(Text for analysis)
History tells us that the NHS has been riddled with strategies, plans and policies to help deliver the best possible care for patients.

In recent decades we have seen the Information for Health strategy, the NHS Plan, Connecting for Health, and the e-government initiative all attempt to influence change on the NHS.

In all these strategies, to varying degrees technology is seen as instrumental to making change happen.

Why not delve into it?

Shortly after the launch of the latest major NHS strategy, the NHS Five Year Forward View was announced, I attended three healthcare IT conferences. The audiences were asked if they had read the document.

To my surprise, less than half the room on each occasion raised their hand to indicate they had read it.

‘Is there an element of cynicism when a new plan is launched?’

It is a bold document that challenges the NHS to embrace and invest in technology, putting a huge emphasis on information and data. So why are experienced healthcare IT professionals not reading it?

Have tried and failed strategies, coupled with years of hard work to deliver them, left an element of cynicism when a new plan is launched?

Unlike traditional strategies, which were often enforced, the most recent documents are there to influence and encourage, and to give freedom at a more tactical level.

(Available data)
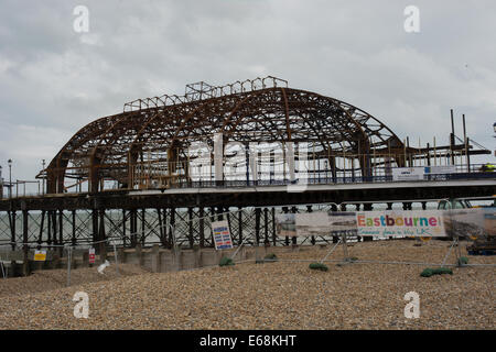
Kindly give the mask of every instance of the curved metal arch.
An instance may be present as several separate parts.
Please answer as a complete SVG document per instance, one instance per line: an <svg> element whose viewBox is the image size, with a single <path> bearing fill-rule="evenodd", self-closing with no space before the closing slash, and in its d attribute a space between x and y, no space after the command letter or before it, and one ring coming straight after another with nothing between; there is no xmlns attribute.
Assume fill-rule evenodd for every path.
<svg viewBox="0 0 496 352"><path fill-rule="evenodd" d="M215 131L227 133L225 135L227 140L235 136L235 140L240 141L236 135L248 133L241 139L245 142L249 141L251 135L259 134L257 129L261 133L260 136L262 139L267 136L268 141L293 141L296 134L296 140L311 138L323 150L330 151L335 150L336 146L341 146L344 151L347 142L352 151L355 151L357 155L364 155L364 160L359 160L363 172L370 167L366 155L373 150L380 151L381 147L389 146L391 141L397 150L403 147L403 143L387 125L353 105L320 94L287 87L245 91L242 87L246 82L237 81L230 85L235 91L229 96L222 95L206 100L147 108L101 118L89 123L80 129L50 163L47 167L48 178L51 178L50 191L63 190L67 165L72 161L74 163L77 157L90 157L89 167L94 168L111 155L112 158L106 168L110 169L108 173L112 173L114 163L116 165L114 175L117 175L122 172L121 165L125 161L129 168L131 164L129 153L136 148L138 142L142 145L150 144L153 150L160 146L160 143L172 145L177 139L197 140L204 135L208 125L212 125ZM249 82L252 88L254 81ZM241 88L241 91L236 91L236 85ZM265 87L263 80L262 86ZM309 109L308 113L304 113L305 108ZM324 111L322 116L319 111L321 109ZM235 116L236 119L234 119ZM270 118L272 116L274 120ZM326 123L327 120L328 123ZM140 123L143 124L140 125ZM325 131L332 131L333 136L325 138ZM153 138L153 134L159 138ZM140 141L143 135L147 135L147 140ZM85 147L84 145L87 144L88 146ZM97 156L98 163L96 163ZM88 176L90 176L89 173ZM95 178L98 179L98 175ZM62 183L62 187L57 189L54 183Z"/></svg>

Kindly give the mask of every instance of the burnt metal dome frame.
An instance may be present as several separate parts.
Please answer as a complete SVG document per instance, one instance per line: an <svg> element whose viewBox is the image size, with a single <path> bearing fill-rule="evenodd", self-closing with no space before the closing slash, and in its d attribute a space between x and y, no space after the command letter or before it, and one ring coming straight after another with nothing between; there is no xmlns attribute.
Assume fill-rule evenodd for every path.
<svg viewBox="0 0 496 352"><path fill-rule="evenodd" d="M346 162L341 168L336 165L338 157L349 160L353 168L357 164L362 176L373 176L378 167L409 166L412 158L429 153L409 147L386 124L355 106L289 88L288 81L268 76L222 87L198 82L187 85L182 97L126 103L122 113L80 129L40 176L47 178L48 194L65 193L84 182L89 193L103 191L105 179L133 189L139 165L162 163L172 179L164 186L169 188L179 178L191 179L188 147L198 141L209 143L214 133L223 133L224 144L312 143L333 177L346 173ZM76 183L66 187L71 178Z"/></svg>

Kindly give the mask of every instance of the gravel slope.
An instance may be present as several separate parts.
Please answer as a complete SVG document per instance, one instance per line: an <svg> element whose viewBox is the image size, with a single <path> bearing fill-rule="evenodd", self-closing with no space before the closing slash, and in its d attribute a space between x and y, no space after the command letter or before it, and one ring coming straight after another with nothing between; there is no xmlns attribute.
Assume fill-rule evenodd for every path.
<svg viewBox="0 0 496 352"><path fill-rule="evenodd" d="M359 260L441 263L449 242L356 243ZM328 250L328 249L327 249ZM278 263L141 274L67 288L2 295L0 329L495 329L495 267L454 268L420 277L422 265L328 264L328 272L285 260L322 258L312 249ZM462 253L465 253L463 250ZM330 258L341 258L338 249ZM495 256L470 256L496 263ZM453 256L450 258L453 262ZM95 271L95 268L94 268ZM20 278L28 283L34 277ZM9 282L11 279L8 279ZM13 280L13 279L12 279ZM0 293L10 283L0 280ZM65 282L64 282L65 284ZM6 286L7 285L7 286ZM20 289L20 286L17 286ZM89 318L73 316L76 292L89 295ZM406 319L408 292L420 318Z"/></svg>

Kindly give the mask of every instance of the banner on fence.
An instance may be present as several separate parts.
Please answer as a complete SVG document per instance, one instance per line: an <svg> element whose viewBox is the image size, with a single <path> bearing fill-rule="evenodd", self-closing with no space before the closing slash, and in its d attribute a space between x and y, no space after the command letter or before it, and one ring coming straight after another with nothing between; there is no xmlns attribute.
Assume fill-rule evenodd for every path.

(Directions)
A. In the text on NHS strategies, how many healthcare IT conferences did the writer attend shortly after the NHS Five Year Forward View was announced?
B. Rewrite the stretch of the NHS strategies text from "Why not delve" through "had read it.", swapping "conferences" for "events".

(Answers to the exercises)
A. Three.

B.
Why not delve into it?

Shortly after the launch of the latest major NHS strategy, the NHS Five Year Forward View was announced, I attended three healthcare IT events. The audiences were asked if they had read the document.

To my surprise, less than half the room on each occasion raised their hand to indicate they had read it.